__WORK INSTRUCTION__.
Extend the article on coronavirus working guidance for pregnant healthcare staff, picking up after its final sentence.

[[ STUDY TEXT, beginning ]]

Healthcare staff who are less than 28 weeks pregnant should practise social distancing but can continue working in a patient-facing role during the coronavirus outbreak, guidance from umbrella groups has stated.
However, women who are more than 28 weeks pregnant or have underlying health conditions – such as heart or lung disease – should avoid direct patient contact.
The guidance is from the Roya College of Midwives, the Royal College of Obstetricians and Gynaecologists, and the Royal College of Paediatrics and Child Health, with input from the Royal College of Anaesthetists and the Obstetric Anaesthetists’ Association.
It stated: ‘Pregnant women under 28 weeks’ gestation with no underlying health conditions, should follow the guidance on social distancing in the same way as the general population.
‘For pregnant women after 28 weeks’ gestation, or with underlying health conditions such as heart or lung disease, a more precautionary approach is advised,’ it continued.

[[ STUDY TEXT, end ]]
[[ RECORDED INFORMATION, beginning ]]

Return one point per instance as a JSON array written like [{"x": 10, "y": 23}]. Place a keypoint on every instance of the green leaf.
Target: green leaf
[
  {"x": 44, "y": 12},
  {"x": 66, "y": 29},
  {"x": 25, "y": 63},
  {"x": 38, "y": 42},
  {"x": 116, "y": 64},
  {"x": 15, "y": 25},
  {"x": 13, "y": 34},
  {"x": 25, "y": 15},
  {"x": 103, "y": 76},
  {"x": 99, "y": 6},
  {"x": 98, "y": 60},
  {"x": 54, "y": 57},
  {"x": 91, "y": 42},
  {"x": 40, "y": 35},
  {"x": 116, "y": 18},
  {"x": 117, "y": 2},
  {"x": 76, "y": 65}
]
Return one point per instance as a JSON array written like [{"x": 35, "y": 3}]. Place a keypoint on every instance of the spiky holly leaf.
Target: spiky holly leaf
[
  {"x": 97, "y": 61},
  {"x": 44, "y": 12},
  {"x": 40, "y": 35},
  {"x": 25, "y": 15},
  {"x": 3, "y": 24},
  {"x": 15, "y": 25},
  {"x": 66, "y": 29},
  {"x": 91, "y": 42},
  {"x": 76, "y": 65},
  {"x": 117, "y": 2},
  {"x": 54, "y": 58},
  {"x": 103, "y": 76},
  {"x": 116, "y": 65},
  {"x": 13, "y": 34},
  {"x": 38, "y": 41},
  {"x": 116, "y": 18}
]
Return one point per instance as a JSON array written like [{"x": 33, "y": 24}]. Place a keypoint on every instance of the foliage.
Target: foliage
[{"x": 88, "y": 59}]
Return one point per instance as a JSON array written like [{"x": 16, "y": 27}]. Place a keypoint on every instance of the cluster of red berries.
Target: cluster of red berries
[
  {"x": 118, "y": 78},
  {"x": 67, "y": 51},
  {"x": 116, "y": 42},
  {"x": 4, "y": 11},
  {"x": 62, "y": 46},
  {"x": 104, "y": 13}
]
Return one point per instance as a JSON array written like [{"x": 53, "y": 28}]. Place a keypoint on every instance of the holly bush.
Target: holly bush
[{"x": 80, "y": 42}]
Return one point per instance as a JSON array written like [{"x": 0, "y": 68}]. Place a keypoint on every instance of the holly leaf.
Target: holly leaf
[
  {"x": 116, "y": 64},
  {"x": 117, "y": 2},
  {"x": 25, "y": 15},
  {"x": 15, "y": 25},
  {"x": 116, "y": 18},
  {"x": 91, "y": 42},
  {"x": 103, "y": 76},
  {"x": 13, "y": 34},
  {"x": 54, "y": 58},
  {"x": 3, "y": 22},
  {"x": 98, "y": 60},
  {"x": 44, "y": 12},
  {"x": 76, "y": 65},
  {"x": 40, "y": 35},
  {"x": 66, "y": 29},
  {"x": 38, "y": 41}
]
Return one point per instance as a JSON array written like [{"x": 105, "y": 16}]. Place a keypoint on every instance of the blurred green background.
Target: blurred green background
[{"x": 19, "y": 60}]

[[ RECORDED INFORMATION, end ]]

__ANSWER SPACE__.
‘Women in this category should work from home where possible, avoid contact with anyone with symptoms of Covid-19, and significantly reduce unnecessary social contact.’
Many pregnant healthcare workers may be able to undertake phone or video consultations or take on administrative duties in order to continue to make a ‘valuable contribution’ to the workplace, it added.
Anyone caring for a patient with a suspected or confirmed Covid-19 infection should carry out a risk assessment and use personal protective equipment, it also said.
Chief executive of the RCM Gill Walton acknowledged concern from pregnant healthcare workers at the ‘lack of official guidance’ around coronavirus.
‘We therefore welcome the publication of this guidance for all pregnant healthcare workers and the clarity it brings for them and for employers,’ she added.